Entries

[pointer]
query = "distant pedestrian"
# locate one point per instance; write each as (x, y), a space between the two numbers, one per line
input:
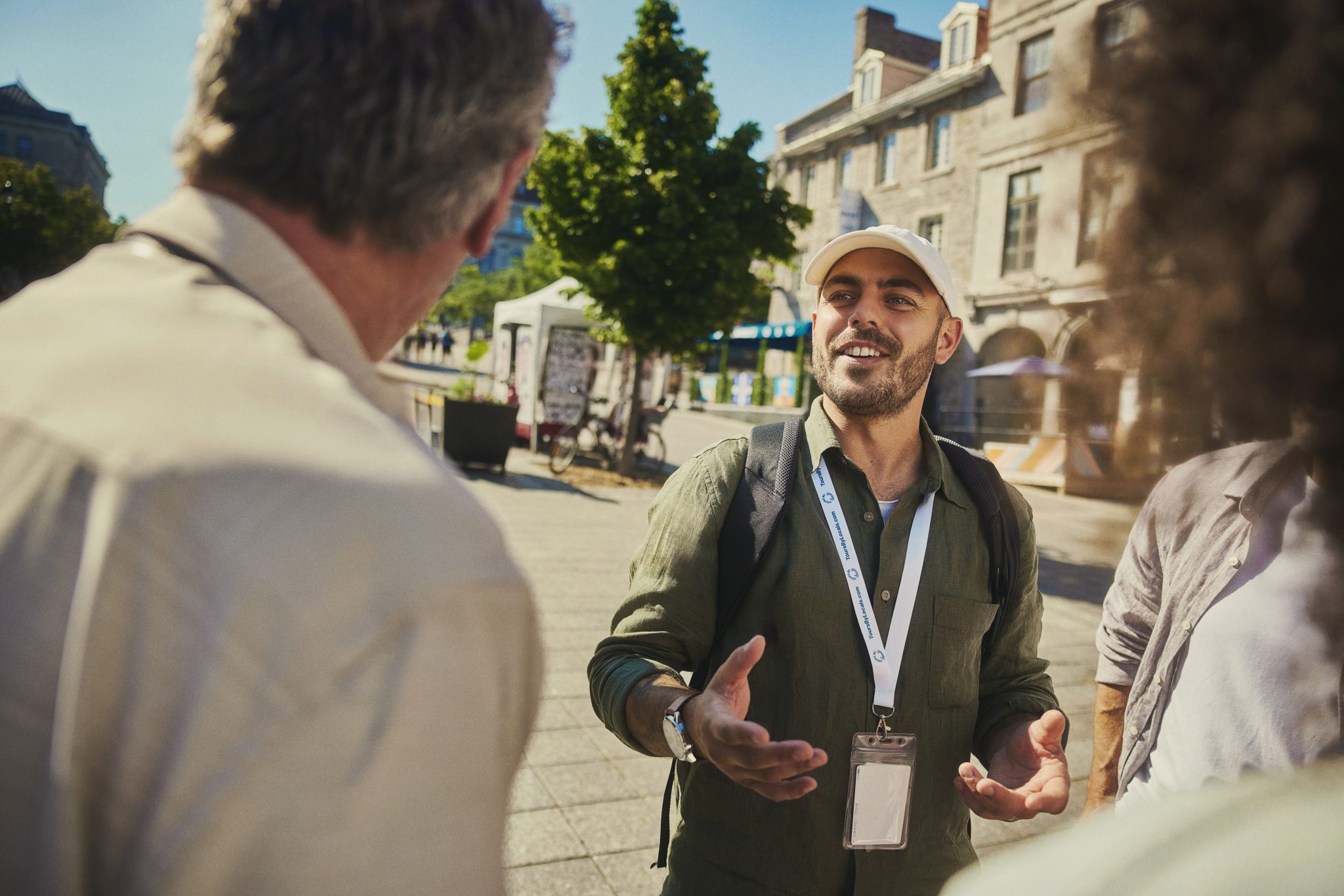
...
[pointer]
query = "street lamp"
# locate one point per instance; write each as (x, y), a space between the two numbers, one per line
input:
==
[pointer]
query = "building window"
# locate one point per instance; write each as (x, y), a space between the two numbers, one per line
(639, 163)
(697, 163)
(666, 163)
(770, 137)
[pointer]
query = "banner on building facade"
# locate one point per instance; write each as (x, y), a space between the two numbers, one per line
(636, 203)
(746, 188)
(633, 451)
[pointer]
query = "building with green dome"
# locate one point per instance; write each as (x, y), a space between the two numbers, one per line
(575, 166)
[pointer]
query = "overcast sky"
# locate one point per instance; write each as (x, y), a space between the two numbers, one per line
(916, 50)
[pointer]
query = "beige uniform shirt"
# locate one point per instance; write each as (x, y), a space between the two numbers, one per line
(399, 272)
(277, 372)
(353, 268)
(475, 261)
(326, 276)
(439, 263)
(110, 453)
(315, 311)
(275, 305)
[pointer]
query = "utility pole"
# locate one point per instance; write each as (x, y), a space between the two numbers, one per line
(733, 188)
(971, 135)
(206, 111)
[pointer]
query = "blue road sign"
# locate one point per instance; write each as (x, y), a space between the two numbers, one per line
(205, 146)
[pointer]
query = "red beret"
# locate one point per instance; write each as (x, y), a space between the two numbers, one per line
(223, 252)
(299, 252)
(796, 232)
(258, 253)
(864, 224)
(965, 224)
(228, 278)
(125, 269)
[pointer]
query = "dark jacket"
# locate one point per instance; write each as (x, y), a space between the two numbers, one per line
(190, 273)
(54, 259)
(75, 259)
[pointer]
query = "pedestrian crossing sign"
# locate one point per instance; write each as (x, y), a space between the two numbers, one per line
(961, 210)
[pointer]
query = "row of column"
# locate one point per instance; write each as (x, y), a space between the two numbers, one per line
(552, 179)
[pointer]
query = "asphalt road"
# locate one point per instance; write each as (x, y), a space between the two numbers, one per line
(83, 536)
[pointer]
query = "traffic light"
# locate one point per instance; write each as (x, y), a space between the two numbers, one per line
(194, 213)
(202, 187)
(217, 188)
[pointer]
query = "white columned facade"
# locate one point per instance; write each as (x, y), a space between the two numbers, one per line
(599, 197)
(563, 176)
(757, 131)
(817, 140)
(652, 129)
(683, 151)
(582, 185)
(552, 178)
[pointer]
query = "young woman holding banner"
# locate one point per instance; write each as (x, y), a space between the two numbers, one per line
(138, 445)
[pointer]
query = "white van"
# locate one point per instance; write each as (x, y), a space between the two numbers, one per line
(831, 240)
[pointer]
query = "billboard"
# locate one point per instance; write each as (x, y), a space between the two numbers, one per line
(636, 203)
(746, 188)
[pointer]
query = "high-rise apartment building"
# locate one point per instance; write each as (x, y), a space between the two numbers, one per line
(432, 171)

Directions for this task
Report every line of the records that contains the word "white", copying each line in full. Case counts.

Exercise response
query = "white columned facade"
query = "white van"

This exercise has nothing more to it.